Repeat the lines beginning at the one with "Q: Where is a point on each instance of the chain-link" and running to the end of the material, keeping the first and last of them, exactly as they appear.
— BEGIN —
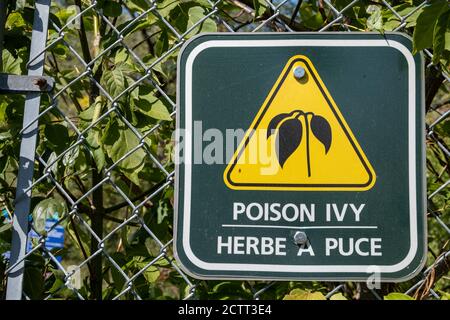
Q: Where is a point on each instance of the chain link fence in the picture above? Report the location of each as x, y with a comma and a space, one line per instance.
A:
105, 205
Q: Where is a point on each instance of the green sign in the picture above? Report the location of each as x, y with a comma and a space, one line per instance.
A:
300, 156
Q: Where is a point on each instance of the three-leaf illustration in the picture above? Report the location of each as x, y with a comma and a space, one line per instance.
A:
289, 133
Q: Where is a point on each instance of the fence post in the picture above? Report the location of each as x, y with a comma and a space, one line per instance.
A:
27, 154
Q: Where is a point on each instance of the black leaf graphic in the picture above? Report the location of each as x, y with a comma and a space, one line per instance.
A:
322, 131
274, 123
289, 138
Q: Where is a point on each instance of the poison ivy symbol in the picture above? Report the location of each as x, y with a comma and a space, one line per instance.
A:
289, 131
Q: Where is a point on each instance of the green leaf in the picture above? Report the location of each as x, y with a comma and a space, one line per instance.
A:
47, 209
112, 9
151, 274
397, 296
310, 16
195, 14
94, 139
152, 106
114, 82
33, 283
138, 5
162, 44
118, 141
11, 64
426, 22
15, 21
441, 35
165, 7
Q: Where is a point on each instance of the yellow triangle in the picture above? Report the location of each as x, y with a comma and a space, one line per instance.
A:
311, 147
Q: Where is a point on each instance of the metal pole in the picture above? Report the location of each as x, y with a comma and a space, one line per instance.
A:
27, 155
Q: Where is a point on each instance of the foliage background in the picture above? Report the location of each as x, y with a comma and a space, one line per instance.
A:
104, 61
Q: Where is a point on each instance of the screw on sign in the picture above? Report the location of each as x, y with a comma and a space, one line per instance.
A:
315, 187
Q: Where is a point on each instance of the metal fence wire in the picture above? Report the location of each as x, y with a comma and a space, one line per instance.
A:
93, 249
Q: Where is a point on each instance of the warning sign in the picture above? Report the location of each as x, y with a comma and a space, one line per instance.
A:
300, 157
299, 140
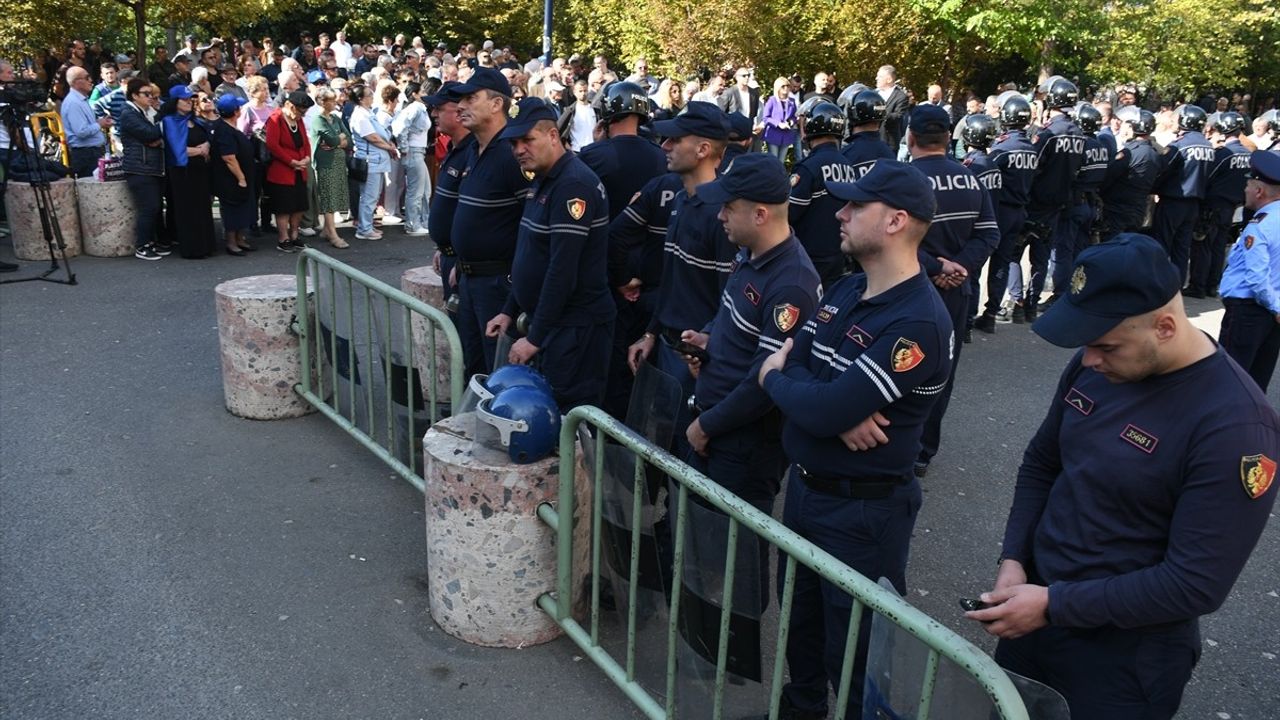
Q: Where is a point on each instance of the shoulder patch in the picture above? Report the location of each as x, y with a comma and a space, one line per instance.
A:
1257, 472
906, 355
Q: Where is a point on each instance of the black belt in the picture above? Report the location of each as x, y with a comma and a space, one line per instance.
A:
484, 268
854, 488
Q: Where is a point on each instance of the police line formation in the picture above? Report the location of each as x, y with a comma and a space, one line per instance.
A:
812, 320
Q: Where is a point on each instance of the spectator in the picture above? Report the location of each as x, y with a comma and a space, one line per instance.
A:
144, 167
233, 185
287, 173
780, 121
188, 201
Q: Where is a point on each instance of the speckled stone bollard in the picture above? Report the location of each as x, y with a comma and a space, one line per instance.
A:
108, 223
489, 555
261, 358
425, 285
28, 235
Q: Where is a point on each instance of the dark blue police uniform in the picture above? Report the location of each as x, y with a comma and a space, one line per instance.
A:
813, 212
1180, 186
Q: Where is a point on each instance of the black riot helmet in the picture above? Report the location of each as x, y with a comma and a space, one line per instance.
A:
1191, 117
1228, 123
1060, 92
1015, 112
867, 106
625, 99
822, 118
1088, 117
978, 131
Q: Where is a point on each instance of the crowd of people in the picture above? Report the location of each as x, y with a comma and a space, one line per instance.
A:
805, 267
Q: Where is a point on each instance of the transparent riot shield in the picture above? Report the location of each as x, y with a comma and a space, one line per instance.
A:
895, 675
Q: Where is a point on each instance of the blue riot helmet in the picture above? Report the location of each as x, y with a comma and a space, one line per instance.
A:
526, 420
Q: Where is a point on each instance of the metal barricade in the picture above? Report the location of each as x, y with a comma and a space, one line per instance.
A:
944, 647
369, 359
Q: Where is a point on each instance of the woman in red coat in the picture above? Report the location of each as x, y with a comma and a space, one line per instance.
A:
287, 173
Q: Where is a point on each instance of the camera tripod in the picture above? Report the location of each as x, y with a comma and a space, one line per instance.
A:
53, 231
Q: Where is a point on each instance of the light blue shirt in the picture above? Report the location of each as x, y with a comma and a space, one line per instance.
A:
1253, 265
80, 123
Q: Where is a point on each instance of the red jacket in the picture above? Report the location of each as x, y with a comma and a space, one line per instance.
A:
279, 141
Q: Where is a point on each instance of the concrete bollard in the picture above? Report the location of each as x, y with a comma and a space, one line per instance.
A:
261, 359
425, 285
489, 555
108, 222
28, 235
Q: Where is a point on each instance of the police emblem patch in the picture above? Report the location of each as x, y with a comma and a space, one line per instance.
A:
786, 317
1078, 281
906, 355
1256, 473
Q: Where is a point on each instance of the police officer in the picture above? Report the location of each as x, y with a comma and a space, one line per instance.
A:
1223, 196
865, 113
813, 210
1016, 159
1251, 282
878, 345
961, 238
1134, 510
558, 270
1180, 186
1060, 150
1130, 174
771, 291
490, 201
439, 222
1075, 223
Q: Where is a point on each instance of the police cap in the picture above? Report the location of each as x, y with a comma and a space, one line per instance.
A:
1124, 277
894, 183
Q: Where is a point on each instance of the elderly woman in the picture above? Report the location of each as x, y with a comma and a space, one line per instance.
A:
374, 146
233, 176
780, 119
287, 173
186, 142
329, 142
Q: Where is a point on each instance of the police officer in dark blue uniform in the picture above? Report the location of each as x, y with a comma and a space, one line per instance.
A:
878, 345
1223, 197
1016, 158
1180, 186
490, 200
1130, 176
1134, 510
961, 238
1060, 153
439, 222
813, 210
558, 272
1075, 223
865, 114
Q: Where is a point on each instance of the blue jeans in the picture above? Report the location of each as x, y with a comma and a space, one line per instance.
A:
369, 194
417, 187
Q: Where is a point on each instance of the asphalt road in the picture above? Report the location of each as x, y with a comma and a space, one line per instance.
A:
160, 557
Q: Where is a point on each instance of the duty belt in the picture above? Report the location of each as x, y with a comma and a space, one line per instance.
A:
876, 487
484, 268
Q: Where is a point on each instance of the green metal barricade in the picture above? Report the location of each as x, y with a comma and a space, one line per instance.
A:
361, 365
744, 519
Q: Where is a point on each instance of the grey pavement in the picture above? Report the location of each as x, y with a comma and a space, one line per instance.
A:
160, 557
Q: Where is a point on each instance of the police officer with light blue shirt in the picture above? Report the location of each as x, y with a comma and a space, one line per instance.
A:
878, 343
1251, 282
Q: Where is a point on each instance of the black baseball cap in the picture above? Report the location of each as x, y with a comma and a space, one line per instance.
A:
704, 119
484, 78
1124, 277
894, 183
758, 177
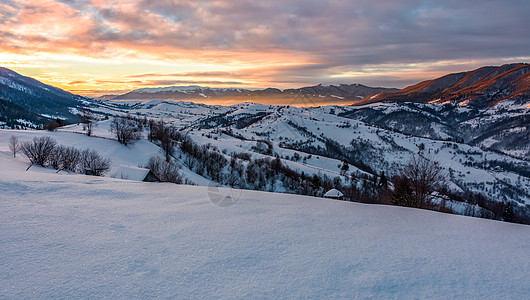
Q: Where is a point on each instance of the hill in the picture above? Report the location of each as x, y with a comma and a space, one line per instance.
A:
35, 97
482, 87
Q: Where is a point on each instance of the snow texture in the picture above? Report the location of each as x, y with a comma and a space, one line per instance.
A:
75, 236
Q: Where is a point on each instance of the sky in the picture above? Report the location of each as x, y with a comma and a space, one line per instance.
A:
96, 47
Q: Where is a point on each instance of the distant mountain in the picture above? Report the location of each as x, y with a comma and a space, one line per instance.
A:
482, 87
314, 94
36, 97
178, 93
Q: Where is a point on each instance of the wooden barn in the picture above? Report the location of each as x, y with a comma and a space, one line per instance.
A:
135, 173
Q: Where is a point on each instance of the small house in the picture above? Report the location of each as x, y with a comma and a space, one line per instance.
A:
135, 173
334, 194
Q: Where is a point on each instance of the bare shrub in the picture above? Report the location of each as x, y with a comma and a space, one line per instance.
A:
417, 181
39, 150
126, 131
14, 145
87, 118
90, 159
65, 158
164, 170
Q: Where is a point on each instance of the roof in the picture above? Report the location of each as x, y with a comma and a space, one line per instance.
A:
131, 173
333, 193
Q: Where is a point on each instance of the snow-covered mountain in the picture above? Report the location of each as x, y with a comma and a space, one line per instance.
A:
316, 141
34, 97
482, 87
301, 96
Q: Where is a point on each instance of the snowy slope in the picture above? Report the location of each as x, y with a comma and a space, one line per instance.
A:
299, 131
75, 236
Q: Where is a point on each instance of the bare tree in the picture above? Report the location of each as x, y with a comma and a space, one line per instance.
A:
87, 118
90, 159
417, 181
126, 131
14, 145
39, 150
166, 171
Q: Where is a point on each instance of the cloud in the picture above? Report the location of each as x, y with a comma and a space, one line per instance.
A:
285, 42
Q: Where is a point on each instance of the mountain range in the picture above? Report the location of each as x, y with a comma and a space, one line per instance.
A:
482, 87
306, 96
36, 100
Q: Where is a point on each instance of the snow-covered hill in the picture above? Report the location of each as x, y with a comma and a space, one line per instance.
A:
77, 236
375, 138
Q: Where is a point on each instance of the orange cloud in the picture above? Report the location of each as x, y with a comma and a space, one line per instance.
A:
100, 44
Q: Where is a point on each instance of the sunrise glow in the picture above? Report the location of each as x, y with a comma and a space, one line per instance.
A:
96, 47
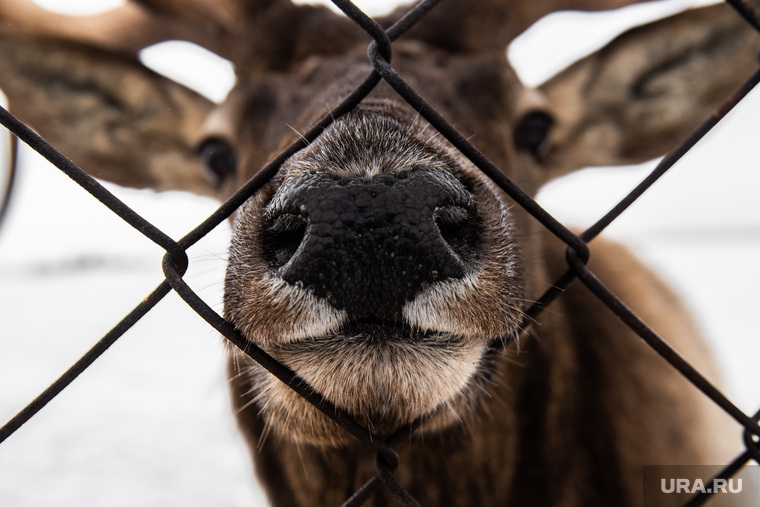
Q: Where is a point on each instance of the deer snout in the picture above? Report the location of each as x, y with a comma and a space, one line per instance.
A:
368, 247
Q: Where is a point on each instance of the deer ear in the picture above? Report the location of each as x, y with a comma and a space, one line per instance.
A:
112, 116
642, 94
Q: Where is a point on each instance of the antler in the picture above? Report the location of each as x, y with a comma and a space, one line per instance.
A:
126, 29
254, 34
492, 24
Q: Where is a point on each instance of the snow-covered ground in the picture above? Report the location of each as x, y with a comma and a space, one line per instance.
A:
149, 424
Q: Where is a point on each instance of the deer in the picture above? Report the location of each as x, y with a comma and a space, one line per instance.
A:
379, 263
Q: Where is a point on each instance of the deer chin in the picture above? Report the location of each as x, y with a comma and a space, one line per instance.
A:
384, 376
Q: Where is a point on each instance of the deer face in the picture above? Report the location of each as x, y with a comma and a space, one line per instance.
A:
379, 263
374, 266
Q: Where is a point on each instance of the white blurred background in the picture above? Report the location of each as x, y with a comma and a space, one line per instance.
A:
149, 424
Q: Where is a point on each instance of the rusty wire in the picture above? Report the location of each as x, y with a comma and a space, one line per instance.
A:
175, 261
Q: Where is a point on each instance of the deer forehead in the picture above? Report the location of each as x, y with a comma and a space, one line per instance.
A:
265, 111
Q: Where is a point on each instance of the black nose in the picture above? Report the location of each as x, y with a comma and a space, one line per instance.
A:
370, 246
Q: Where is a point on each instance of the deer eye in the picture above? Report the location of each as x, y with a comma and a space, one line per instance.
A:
219, 160
532, 134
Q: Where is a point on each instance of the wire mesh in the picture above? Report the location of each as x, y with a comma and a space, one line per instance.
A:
380, 50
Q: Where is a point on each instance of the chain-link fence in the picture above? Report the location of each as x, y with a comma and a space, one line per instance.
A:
175, 261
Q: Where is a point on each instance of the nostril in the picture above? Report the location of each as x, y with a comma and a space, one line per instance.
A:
284, 235
455, 226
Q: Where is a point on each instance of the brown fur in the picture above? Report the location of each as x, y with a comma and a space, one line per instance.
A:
565, 415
— END —
- **Correct output**
Q: Where is a point on each instance of the chain-link fence in the picture above? Report the location of each as x, y with a comma and a space, one line per instance.
A:
175, 261
Q: Where is a point on each instance of the nostril in the picture above? Report the location of each as x, y with a comma and a space, one line per instance.
A:
284, 235
455, 226
Q: Where is a point on each instance of the brown fur in the picture above? Report the location of each as x, y with a comma and a space, one line per instance.
A:
565, 415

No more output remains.